IN THEIR infinite wisdom, our forebears decided to save Miss Manners a great deal of trouble by declaring that the American way would be that of dignified but strict simplicity.
Thus there are no elaborate court rituals to be taught, nor subtle gradations in postures of humility. The only instruction Miss Manners has for Americans who bow or curtsey is "Get up" (unless they are performing artists, in which case it is, "Get up before you hear the rattle of car keys").
And she can teach you in minutes the basics of addressing all of our high public officials.
High American officials are addressed by their job titles, and the only trick is to know which titles are used alone (Governor, General, Judge) and which are preceeded by "Mr." or "Madam" (President, Vice President, Secretary, Under Secretary, Speaker, Ambassador, Mayor). The Supreme Court, inexplicably amused at the thought of a "Madam Justice," has recently dropped its "Mr."
In many cases, one needn't know an official's name to address him or her with utmost respect, a convenience under a system where glory is fleeting. Surnames are, however, used with the title of Senator, and may be with Governor or Mayor; and when there are numerous holders of a title such as United States Representatives or assistant cabinet secretaries, they are addressed by surnames with social titles only. In writing to all of these people, (except President, Vice President or Chief or Associate Justice), it is safe to use three lines: The Honorable-Full Name-Job Title.
There are no consort titles in America -- no, not even "First Lady," a term lacking in official recognition, in addition to sounding about as silly as you can get. The only difference between addressing officials' wives and private female citizens is that they use only a surname, not the husband's given name, with the title of "Mrs." Officials' husbands, never having used their wives' given names, retain their own.

_Extracted records:_
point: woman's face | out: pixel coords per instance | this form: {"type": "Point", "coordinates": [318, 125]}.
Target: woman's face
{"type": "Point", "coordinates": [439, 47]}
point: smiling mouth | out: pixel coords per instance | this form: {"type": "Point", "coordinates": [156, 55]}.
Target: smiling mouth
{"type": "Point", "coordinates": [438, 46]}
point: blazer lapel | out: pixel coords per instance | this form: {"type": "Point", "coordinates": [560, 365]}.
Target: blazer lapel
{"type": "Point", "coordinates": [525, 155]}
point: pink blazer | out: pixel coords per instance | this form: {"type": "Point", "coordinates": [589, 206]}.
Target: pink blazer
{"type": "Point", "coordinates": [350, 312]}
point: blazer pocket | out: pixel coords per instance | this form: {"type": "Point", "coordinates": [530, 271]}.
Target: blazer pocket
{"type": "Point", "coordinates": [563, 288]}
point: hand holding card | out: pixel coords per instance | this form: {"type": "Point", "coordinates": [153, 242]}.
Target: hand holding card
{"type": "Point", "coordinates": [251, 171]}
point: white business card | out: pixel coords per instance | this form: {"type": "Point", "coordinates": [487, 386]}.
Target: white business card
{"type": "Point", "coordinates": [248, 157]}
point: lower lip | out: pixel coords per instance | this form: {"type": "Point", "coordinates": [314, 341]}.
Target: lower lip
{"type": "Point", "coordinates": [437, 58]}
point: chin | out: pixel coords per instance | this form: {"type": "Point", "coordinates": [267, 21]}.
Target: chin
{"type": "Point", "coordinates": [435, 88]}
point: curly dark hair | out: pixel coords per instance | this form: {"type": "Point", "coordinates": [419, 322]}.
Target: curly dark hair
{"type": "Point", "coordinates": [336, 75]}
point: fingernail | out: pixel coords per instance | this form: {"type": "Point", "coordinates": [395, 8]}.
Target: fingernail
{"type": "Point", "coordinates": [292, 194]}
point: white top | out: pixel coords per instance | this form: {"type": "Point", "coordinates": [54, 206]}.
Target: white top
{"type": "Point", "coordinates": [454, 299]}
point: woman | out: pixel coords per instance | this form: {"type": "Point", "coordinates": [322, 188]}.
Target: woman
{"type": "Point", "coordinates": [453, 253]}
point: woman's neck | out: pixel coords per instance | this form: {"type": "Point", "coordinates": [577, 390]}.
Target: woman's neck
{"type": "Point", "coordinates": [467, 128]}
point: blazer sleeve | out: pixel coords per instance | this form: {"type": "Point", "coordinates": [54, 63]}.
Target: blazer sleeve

_Tasks to carry out:_
1. Duplicate the column on addressing American officials between "In many cases, one" and "Honorable-Full Name-Job Title.", inclusive.
2. Pick up the Miss Manners column on addressing American officials and continue writing it from its final sentence.

_Written responses:_
1.
In many cases, one needn't know an official's name to address him or her with utmost respect, a convenience under a system where glory is fleeting. Surnames are, however, used with the title of Senator, and may be with Governor or Mayor; and when there are numerous holders of a title such as United States Representatives or assistant cabinet secretaries, they are addressed by surnames with social titles only. In writing to all of these people, (except President, Vice President or Chief or Associate Justice), it is safe to use three lines: The Honorable-Full Name-Job Title.

2.
See how easy it all is? Now let's take a turn around the room and say hello to everyone: "Good evening, Mr. President; hello, Mr. Vice President, everything all right?; why, Mr. Justice -- whoops, I mean Justice Fairminded?; Madam Secretary, how nice to see you; Mr. Speaker, nothing new I hope?; Madam Ambassador, everything all right?; Senator Pure, I've been hearing interesting things about you lately; Governor, you're looking great; Mr. Mayor, everything all right?"
Over there? Why that's Mr. Smith, Mrs. Jones and Mr. Brown. He's an assistant cabinet secretary, she's a member of Congress and he's a spouse.
What's that? You want to know how to introduce all these people to one another and in what order?
Oh, don't worry about that. It's easy: They already know one another. And those who don't are faking it. MISS MANNERS RESPONDS
Q. My husband is a fanatic about table manners. Every evening he comes up with a new rule. This is very nerve-racking to myself and my daughter.
Will you please give me a list of the absolute no-no's? I have tried to convince him that some of the strict rules have been relaxed.
Our daughter is 8 years old, and our son is 5. They are expected to eat perfectly or the dinner becomes a fiacso. I say that nagging and disrupting what should be an enjoyable family time is bad manners. What do you say?
A. Is the choice between family harmony and teaching the children table manners? If so, Miss Manners would like to be excused from your table.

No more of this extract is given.